■ Exercise task:
Print the stretch of the listing from its first line through the line containing "[[41, 97], [100, 106], [60, 58]]", word for word.

■ Excerpted records:
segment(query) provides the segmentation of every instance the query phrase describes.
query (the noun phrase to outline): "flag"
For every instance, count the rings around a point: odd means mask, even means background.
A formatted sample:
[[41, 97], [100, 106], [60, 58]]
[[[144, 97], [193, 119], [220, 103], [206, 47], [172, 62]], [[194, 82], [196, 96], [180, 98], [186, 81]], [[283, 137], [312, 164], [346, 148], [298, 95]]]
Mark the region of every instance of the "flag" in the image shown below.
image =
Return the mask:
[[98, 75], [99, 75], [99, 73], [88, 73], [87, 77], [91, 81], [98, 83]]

■ Solved exercise:
segment(query) provides the segmentation of every instance the query phrase describes.
query (the noun phrase to outline): "flag"
For every instance, count the rings around a point: odd means mask, even means background.
A formatted sample:
[[41, 97], [100, 106], [60, 58]]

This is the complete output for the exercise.